**Activity**
In the entries below, find each line with the word "window" and pull it out.

**Record excerpts**
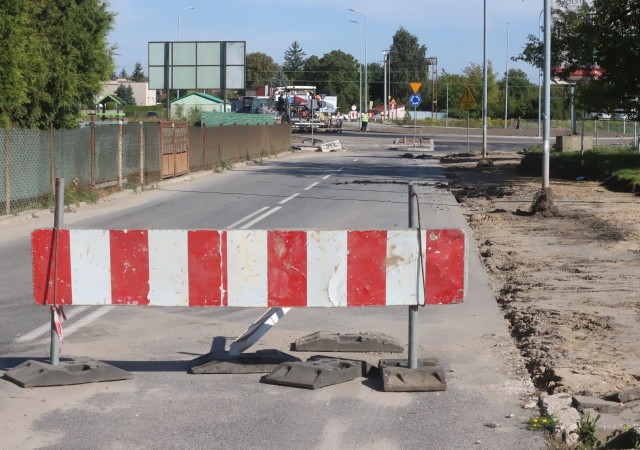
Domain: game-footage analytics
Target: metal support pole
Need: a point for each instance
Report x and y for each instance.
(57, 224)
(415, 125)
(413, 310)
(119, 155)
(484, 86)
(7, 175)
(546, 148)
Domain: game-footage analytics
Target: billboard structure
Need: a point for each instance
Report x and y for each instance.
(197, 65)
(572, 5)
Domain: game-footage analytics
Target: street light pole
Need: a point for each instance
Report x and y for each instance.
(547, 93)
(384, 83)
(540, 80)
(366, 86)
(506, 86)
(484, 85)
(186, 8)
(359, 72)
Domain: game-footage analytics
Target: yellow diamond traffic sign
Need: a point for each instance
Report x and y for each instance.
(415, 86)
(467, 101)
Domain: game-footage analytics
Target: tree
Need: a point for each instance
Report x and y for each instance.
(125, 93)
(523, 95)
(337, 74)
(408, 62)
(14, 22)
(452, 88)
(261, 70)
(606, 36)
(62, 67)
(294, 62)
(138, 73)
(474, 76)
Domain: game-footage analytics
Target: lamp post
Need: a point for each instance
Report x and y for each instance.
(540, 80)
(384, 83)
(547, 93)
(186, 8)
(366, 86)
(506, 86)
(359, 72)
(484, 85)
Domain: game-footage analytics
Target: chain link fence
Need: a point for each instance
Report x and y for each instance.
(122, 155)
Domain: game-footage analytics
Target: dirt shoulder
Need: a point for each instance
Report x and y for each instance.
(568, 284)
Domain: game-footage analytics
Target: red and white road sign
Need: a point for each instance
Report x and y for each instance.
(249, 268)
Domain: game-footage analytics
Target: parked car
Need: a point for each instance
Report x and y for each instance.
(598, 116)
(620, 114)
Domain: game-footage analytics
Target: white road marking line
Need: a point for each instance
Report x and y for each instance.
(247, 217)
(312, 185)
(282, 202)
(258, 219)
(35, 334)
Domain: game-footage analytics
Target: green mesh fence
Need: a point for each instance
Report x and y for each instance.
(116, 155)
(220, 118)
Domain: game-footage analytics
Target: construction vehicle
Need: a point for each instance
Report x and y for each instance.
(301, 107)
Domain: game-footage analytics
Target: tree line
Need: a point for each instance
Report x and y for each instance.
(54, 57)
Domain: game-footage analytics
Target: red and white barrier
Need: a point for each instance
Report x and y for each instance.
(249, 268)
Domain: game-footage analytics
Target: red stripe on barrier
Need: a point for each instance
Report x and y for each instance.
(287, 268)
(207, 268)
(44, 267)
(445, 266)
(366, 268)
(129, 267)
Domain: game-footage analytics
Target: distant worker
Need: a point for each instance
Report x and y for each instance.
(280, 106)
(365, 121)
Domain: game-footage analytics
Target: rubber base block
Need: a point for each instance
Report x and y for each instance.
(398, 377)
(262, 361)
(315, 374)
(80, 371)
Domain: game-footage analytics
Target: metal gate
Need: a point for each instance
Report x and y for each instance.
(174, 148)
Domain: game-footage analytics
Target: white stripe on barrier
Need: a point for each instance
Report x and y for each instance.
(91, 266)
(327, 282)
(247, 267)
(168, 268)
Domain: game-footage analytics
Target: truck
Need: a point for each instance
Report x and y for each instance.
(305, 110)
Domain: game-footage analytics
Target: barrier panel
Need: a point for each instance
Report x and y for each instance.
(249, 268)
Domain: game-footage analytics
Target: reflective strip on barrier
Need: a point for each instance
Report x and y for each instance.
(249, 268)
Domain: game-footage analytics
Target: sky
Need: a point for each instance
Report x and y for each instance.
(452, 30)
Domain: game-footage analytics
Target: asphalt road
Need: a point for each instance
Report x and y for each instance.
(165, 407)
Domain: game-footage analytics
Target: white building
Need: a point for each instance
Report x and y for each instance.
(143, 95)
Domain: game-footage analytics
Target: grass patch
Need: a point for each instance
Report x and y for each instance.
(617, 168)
---
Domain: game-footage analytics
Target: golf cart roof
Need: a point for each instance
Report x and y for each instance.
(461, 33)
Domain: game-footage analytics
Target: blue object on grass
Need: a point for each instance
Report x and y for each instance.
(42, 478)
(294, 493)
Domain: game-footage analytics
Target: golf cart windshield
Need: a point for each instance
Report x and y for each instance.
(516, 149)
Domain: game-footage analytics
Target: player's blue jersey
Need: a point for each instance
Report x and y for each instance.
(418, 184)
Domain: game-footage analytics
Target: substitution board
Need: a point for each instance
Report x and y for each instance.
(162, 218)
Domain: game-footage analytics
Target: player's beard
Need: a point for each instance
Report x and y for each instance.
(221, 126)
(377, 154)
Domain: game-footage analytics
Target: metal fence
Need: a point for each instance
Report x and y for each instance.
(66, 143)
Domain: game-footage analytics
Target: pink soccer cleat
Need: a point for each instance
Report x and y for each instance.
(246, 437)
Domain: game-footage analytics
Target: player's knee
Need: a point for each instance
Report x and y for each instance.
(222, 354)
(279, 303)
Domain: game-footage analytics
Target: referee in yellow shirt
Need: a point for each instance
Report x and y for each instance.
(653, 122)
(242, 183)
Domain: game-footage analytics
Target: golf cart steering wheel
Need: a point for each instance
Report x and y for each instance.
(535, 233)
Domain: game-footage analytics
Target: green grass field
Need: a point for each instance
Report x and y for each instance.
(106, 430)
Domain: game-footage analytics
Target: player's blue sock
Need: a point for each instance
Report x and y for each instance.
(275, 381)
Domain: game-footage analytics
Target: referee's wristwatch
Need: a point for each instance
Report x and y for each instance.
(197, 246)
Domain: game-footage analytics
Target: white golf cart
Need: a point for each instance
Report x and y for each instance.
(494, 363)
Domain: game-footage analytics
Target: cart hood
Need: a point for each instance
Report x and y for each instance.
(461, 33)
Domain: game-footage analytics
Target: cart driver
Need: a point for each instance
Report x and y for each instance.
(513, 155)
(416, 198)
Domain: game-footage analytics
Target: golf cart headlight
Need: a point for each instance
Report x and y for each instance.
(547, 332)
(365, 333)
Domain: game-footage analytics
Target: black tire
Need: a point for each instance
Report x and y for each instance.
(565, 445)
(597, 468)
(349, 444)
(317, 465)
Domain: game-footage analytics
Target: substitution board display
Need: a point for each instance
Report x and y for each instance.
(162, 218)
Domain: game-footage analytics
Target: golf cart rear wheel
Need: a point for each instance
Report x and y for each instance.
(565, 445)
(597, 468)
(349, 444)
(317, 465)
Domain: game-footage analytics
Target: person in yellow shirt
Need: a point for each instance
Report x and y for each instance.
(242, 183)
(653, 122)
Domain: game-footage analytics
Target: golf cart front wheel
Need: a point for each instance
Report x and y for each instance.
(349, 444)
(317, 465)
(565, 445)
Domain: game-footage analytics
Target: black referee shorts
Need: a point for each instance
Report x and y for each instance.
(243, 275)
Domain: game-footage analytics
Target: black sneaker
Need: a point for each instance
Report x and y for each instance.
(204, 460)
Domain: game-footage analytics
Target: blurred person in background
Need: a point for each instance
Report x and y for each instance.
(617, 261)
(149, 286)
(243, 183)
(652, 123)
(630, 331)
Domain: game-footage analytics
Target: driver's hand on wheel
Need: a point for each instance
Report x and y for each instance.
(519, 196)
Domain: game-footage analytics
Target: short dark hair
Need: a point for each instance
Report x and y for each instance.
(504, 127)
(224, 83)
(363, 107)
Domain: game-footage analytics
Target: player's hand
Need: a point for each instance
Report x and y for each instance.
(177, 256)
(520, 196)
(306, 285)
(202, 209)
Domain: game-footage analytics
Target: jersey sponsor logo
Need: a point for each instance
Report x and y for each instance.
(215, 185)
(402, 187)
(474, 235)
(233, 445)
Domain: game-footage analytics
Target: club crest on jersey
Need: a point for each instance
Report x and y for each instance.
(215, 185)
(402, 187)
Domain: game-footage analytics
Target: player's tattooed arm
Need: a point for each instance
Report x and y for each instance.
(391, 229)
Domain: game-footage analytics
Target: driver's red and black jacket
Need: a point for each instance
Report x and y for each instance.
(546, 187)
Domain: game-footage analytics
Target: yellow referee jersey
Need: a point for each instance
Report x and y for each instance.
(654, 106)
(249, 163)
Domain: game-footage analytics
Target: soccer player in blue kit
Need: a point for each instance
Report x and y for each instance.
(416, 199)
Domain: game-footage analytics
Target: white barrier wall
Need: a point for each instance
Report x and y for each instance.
---
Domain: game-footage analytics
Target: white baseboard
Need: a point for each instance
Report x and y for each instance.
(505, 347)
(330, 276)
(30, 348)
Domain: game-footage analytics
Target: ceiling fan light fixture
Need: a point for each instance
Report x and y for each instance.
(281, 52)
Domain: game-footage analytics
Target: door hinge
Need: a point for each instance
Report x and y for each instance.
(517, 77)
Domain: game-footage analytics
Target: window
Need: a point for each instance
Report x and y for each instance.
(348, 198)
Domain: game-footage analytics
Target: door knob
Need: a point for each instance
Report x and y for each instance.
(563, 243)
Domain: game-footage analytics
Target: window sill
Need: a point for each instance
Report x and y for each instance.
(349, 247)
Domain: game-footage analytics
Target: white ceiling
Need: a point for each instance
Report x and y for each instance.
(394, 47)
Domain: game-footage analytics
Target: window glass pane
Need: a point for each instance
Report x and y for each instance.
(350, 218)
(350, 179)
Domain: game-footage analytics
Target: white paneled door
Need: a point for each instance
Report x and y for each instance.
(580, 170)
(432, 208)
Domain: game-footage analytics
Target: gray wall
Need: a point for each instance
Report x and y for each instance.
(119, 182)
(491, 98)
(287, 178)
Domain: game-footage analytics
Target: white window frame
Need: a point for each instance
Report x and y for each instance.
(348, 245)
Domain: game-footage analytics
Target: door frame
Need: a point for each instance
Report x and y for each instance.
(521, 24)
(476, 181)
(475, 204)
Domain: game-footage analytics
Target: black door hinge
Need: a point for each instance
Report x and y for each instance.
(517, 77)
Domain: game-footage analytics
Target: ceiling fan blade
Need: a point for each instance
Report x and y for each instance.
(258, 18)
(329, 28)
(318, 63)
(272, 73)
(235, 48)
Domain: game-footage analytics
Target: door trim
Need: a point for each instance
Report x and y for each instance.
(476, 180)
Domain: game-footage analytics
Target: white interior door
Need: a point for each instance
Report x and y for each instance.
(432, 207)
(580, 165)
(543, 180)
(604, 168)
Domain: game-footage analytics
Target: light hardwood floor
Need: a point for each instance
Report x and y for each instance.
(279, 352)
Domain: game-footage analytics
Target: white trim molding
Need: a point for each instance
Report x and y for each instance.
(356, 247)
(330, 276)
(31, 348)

**Exercise result**
Target: window
Target: window sill
Target: window glass pane
Target: white window frame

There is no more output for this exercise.